Give a verbatim repeat of the lines that run from the line containing "Find — the stone column" to the end of the data below.

+ + + +

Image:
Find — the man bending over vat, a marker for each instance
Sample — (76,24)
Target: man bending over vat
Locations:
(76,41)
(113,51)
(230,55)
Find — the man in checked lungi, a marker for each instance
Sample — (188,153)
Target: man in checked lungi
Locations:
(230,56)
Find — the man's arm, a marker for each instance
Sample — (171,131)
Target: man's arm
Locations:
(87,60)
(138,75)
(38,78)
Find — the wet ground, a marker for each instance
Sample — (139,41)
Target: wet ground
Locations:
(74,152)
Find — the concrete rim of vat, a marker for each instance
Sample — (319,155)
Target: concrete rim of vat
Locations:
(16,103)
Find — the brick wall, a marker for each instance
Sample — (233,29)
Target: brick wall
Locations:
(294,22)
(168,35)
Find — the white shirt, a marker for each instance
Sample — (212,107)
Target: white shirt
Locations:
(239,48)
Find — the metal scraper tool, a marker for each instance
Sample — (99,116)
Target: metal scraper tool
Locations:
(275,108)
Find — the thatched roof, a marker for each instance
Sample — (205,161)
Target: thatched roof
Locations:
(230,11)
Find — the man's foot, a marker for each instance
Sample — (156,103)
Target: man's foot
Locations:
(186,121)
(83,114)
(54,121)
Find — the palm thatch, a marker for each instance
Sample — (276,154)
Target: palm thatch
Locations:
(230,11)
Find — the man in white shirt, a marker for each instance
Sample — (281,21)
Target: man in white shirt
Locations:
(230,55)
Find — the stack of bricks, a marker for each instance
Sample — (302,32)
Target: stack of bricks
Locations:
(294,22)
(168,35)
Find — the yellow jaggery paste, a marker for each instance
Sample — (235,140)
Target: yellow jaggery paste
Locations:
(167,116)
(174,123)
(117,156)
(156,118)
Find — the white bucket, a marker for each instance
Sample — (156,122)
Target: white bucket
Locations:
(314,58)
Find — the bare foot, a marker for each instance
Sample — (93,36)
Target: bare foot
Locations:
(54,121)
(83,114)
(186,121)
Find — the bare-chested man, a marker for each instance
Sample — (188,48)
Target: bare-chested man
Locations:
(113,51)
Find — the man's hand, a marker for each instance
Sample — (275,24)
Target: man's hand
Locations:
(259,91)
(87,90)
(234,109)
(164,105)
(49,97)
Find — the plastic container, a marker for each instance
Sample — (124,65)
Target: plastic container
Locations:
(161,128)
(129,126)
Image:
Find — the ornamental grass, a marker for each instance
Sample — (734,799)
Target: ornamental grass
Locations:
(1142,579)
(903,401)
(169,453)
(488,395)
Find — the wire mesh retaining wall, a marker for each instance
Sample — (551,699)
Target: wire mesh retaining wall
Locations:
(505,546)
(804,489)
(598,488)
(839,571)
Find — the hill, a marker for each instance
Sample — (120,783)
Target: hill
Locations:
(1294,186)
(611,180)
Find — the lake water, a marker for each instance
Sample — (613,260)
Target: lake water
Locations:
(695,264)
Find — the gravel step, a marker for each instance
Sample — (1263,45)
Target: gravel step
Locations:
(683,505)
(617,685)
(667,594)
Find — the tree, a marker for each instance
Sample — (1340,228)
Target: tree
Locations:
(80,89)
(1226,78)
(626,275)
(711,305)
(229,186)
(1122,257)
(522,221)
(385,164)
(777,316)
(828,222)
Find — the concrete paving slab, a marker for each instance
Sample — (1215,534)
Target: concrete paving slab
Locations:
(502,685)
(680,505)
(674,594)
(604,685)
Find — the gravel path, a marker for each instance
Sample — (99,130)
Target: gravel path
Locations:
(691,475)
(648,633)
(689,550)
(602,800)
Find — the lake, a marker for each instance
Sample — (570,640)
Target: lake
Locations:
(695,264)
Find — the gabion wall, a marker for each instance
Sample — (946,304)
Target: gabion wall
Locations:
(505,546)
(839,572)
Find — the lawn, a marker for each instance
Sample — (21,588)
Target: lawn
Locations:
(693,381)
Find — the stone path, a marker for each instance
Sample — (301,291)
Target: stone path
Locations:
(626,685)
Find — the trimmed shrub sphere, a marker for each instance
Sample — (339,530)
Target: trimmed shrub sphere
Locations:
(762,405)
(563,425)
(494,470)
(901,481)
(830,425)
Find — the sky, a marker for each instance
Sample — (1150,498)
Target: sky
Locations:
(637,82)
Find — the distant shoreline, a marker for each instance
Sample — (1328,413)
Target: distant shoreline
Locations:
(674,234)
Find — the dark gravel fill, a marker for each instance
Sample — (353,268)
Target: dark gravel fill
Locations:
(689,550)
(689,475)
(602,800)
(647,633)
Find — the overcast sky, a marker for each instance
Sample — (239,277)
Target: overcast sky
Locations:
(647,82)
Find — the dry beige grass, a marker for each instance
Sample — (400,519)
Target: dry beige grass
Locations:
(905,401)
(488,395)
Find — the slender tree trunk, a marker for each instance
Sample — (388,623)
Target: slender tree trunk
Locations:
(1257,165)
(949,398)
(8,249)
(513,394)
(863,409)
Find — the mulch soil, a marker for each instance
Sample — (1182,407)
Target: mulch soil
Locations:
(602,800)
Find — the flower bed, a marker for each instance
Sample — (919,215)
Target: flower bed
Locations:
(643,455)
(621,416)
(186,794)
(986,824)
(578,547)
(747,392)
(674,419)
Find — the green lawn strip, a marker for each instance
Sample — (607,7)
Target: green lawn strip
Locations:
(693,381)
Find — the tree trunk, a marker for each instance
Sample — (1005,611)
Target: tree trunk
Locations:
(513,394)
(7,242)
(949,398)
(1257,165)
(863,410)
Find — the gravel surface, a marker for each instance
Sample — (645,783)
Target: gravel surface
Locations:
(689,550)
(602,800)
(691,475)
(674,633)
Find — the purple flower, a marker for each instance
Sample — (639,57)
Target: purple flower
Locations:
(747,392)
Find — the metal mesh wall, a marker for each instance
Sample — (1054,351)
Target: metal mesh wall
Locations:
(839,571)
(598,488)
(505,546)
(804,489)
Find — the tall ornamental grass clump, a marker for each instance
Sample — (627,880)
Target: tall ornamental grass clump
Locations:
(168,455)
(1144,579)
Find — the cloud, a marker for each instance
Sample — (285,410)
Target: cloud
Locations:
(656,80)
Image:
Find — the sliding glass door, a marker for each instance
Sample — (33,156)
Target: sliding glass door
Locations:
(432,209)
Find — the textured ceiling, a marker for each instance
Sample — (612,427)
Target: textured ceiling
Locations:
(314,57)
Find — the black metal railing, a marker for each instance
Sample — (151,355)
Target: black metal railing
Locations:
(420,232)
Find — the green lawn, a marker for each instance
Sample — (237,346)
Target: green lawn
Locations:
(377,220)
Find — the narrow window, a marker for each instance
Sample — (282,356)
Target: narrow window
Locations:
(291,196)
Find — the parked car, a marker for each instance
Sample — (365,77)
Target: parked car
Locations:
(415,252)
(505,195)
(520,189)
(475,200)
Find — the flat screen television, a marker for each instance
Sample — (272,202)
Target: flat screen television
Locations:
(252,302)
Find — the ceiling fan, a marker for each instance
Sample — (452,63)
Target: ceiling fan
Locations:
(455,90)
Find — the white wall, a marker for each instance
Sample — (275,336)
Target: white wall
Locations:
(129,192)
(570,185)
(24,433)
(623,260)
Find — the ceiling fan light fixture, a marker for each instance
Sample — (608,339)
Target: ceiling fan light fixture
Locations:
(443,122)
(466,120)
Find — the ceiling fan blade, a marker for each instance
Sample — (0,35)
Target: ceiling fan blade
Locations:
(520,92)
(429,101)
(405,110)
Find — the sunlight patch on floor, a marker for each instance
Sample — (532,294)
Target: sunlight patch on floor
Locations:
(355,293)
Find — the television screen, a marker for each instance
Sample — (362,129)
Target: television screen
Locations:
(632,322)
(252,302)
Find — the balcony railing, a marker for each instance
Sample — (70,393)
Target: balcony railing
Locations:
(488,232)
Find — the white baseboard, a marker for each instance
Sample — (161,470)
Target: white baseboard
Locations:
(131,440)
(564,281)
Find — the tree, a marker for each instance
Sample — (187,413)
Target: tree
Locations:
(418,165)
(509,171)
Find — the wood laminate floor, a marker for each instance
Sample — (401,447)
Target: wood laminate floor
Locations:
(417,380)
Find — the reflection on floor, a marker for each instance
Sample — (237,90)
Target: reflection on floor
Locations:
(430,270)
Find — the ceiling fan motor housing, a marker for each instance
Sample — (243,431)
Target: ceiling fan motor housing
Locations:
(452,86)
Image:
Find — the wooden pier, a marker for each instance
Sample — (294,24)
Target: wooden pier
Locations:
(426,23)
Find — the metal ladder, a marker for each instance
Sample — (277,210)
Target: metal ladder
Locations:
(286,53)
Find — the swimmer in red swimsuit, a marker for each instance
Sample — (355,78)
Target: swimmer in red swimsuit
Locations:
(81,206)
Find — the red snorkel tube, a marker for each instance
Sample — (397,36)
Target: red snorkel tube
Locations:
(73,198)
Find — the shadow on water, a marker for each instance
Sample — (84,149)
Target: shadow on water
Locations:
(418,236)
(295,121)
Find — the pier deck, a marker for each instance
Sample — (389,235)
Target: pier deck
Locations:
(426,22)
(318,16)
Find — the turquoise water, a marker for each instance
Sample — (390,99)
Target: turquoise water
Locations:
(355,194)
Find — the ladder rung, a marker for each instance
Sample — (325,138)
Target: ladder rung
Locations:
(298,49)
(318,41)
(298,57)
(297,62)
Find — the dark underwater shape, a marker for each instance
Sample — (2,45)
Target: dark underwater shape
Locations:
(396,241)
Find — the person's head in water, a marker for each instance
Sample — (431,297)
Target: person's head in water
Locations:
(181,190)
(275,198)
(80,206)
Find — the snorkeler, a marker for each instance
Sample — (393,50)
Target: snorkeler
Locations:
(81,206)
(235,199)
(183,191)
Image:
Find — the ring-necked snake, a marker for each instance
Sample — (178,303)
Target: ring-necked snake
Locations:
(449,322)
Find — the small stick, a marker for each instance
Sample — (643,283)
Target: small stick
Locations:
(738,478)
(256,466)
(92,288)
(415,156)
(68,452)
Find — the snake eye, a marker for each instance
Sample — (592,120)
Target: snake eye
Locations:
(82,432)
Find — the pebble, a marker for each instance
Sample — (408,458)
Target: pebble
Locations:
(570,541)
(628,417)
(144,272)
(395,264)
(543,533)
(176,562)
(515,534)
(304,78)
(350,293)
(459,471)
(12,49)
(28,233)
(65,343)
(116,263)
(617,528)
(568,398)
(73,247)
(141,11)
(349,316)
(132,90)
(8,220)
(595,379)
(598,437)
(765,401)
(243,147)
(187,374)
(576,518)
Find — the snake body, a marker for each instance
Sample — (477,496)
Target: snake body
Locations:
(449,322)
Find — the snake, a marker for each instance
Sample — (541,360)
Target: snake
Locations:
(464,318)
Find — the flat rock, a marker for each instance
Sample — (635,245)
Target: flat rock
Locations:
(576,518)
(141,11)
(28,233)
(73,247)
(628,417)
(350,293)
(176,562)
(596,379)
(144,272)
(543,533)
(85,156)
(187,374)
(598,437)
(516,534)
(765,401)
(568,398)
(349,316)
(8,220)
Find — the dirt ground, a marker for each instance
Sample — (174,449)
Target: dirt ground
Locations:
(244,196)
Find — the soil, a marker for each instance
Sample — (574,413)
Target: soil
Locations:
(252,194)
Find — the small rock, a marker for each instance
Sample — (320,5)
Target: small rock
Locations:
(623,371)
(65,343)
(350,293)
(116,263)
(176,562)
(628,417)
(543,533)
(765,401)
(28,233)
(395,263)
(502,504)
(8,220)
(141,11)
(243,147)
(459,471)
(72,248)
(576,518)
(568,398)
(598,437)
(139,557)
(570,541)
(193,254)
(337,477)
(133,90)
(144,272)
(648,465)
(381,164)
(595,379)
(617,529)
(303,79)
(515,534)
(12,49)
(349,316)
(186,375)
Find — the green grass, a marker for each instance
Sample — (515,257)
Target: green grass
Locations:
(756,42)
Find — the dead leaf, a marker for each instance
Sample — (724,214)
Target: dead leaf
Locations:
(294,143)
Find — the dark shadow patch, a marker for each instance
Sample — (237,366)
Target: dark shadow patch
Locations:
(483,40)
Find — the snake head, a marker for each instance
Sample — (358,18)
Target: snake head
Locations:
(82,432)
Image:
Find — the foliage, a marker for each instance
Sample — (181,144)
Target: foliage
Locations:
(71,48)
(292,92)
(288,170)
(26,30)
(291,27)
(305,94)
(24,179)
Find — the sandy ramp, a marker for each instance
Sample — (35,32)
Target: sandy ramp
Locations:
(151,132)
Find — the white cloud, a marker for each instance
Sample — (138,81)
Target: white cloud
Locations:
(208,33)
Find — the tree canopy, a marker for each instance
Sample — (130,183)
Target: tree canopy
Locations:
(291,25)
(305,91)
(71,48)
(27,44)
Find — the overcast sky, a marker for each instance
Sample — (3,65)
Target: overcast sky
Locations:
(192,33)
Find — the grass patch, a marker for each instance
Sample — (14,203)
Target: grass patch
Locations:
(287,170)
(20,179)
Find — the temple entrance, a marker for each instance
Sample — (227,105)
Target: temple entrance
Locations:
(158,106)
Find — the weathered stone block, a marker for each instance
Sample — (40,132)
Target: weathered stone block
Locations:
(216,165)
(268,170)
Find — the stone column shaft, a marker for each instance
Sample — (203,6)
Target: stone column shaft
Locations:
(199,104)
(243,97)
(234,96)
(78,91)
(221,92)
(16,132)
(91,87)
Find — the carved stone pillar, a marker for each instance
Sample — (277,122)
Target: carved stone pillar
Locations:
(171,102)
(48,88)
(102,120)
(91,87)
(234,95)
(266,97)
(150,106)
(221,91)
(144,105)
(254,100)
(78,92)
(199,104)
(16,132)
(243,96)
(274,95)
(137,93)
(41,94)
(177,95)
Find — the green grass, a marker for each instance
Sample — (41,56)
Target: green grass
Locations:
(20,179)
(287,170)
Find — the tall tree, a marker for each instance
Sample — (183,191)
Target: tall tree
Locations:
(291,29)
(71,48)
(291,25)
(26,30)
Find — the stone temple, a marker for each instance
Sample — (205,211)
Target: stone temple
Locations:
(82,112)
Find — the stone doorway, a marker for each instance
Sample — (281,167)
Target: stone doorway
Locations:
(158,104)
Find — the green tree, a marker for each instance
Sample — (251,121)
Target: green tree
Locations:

+ + + +

• [COMPLETED EXERCISE]
Find — the stone column shaft, a marker for each instance
Sample — (203,6)
Target: stone column shaft
Locations:
(199,104)
(243,97)
(234,96)
(78,91)
(221,92)
(16,132)
(91,87)
Find — the carved stone pillar, a marker for each instance
Sample — (277,122)
Target: carved stone pillar
Locations:
(171,102)
(48,88)
(102,120)
(91,87)
(234,95)
(266,97)
(150,106)
(221,91)
(144,105)
(254,100)
(78,92)
(199,104)
(16,132)
(243,96)
(274,95)
(137,93)
(41,94)
(177,95)
Find — the green grass, a marker for each instance
Sample — (41,56)
Target: green grass
Locations:
(20,179)
(287,170)
Find — the tall tree, a marker for each instance
Sample — (183,191)
Target: tall tree
Locations:
(291,29)
(71,48)
(291,25)
(26,30)
Find — the stone temple, a marker for each instance
Sample — (205,211)
Target: stone temple
Locations:
(82,112)
Find — the stone doorway, a marker for each instance
Sample — (281,167)
Target: stone doorway
Locations:
(158,104)
Find — the green tree, a marker for each instance
Sample — (251,121)
Target: green tree
Locations:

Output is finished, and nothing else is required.